Stored entries:
[BEGIN]

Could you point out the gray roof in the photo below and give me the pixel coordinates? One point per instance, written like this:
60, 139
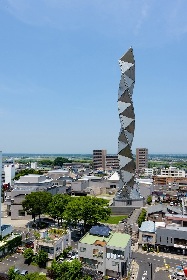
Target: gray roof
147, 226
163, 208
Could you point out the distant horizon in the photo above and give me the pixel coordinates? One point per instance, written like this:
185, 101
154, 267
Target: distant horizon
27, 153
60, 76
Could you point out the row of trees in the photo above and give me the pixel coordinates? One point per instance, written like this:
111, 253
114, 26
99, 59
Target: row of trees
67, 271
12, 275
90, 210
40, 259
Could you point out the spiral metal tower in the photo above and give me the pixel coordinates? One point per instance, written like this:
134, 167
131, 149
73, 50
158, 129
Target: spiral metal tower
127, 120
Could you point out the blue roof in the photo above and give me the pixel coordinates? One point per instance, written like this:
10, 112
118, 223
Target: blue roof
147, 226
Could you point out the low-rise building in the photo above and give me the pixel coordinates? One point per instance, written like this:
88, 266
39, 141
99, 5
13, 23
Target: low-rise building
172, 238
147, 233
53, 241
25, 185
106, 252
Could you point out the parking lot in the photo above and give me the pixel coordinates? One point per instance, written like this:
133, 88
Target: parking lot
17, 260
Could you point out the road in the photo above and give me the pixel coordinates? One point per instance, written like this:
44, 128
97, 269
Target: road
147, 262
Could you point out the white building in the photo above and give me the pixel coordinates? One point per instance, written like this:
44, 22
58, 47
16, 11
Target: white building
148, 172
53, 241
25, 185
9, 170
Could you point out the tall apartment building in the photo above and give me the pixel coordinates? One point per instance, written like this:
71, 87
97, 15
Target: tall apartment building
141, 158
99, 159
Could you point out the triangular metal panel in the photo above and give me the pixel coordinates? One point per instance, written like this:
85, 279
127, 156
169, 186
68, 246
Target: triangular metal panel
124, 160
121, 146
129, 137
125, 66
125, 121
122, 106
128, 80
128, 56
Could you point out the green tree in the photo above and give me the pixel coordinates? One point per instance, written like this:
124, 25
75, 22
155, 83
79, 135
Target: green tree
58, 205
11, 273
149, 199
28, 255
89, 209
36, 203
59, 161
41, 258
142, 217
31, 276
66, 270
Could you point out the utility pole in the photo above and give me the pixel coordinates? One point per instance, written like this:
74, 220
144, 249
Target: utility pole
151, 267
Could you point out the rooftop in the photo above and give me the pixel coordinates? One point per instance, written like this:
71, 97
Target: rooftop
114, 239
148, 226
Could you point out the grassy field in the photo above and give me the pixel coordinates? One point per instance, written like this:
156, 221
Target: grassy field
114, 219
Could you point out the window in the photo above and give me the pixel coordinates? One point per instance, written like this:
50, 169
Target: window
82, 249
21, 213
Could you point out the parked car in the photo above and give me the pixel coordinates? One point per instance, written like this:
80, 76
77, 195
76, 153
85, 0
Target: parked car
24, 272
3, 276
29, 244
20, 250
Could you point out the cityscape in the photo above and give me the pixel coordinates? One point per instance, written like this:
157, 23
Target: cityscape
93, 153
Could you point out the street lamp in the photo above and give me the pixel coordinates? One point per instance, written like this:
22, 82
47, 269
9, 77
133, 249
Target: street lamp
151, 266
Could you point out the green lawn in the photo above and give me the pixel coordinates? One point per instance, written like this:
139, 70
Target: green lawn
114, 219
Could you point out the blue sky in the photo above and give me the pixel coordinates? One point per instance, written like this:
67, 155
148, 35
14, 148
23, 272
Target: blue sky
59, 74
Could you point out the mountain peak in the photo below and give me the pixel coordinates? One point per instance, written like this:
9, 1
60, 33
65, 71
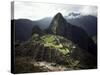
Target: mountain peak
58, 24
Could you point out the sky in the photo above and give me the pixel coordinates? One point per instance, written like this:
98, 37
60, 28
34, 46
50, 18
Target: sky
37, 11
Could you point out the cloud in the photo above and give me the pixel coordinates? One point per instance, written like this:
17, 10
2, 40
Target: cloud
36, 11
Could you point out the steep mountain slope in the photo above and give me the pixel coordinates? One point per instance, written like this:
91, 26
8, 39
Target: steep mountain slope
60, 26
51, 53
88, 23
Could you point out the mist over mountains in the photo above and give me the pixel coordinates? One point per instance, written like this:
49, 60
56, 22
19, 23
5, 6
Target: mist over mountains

[END]

▸ **Objective**
The records above need to be restated word for word, with the pictures left out.

▸ **Problem solution**
Could you point out the gray roof in the photo below and give me the pixel coordinates? One point per instance, written like this:
60, 139
Target: gray roof
147, 226
163, 208
Could you point out the distant horizon in the photo above and give me the pixel coordinates? One point per instance, written like this:
185, 101
154, 267
Target: distant horizon
27, 153
60, 76
Could you point out the row of trees in the photo above and give me the pixel coordinates? One point per instance, written like this:
111, 253
114, 26
99, 59
Target: row of trees
67, 271
12, 275
90, 210
40, 259
Could you point out the spiral metal tower in the photo above and give me the pixel coordinates? One point per instance, written like this:
134, 167
131, 149
73, 50
158, 129
Target: spiral metal tower
127, 120
Could you point out the blue roof in the photo above and give me the pixel coordinates? One point per instance, written like this:
10, 112
118, 223
Target: blue roof
147, 226
Could you point out the low-rise building in the photo above and give me the pixel coordinates? One point per instance, written like this:
88, 266
39, 141
99, 5
13, 23
Target: low-rise building
172, 238
147, 233
53, 241
25, 185
106, 252
Could you point out the parking lot in the photo above and give me the pixel coordinates? One point per instance, written like this:
133, 88
Target: parking lot
17, 260
Could you point out the road in the photo above and give me the pixel coordinates? One point per instance, written like this:
44, 128
97, 269
Target: road
147, 262
Could you point out the white building in the photo above and give me the pixel coordinates? One point per instance, written like this:
44, 22
58, 47
16, 11
Target: white building
148, 172
53, 241
25, 185
9, 170
Could you point out the tall apartment building in the photo above and give me the pixel coordinates? One point per instance, written like this:
71, 87
97, 15
Target: tall apartment building
141, 158
99, 159
Could you point out the triangular metal panel in the photo above and give me the pixel coordinates? One point per instance, written like this:
85, 279
127, 156
169, 186
68, 246
Target: triangular metal panel
124, 160
121, 146
129, 137
125, 66
125, 121
122, 106
128, 80
128, 56
Could you point out the green tree in the photo above and give me the pixel coordinates? One point per instance, written like this:
124, 25
75, 22
155, 83
79, 135
Target: green tree
58, 205
11, 273
149, 199
28, 255
89, 209
36, 203
59, 161
41, 258
142, 217
31, 276
66, 270
Could you point out the utility pole in the photo above and give me the pixel coordinates? One point per instance, written like this:
74, 220
144, 249
Target: utility pole
151, 267
Could you point out the rooftop in the photo above and give me the pixel coordinates? One point per instance, written like this:
71, 97
Target: rooftop
114, 239
148, 226
Could you point out the grassy field in the photo above and give me the pixel coordinates? One point per instance, written like this:
156, 221
Target: grassy field
114, 219
Could you point out the window in the photo above and give me the pixel coordinates? One point per instance, written like this:
50, 169
Target: window
82, 249
21, 213
Could you point out the parked car in the photo above and give me the pixel coordinates? One point per instance, written like this:
80, 76
77, 195
76, 153
85, 0
Target: parked car
24, 272
3, 276
29, 244
20, 250
Could you point out the cityscape in the photo above and give me the pixel coordinates? One point per instance, written like this:
157, 23
Target: cityscape
93, 153
Could you point out the street lamp in the photo above and give me the pixel coordinates? One point per instance, written like this:
22, 82
47, 269
9, 77
133, 249
Target: street lamp
151, 266
Could you point out the green lawn in the photo above and give me the pixel coordinates? One point per instance, written like this:
139, 70
Target: green lawn
114, 219
Could you point out the blue sky in the photo above and give me the pixel coordinates? One point per instance, written like this:
67, 155
148, 35
14, 148
23, 272
Target: blue sky
59, 74
Could you point out the mountain peak in the photo below and give me the pixel coordinates? One point per instance, written like this:
9, 1
60, 33
65, 71
Target: mountain peak
58, 24
Could you point out the sky in the photo above and give me the pixel coordinates? One point per instance, written like this:
98, 37
60, 28
34, 46
50, 18
Target: sky
37, 11
Could you point out the cloud in the photo above and give me the pixel coordinates? One point per instance, written like this:
17, 10
2, 40
Target: cloud
36, 11
Could you point out the steep mountain slope in the photo above and give me the pixel coordinates? One point per instance, written like this:
91, 26
8, 39
Target: steep mountain slope
60, 26
51, 53
88, 23
Could you point out the mist over mountains in the photo above and give me the pixel coordinates? One point per instance, written like this:
49, 60
56, 22
19, 23
5, 6
Target: mist over mountains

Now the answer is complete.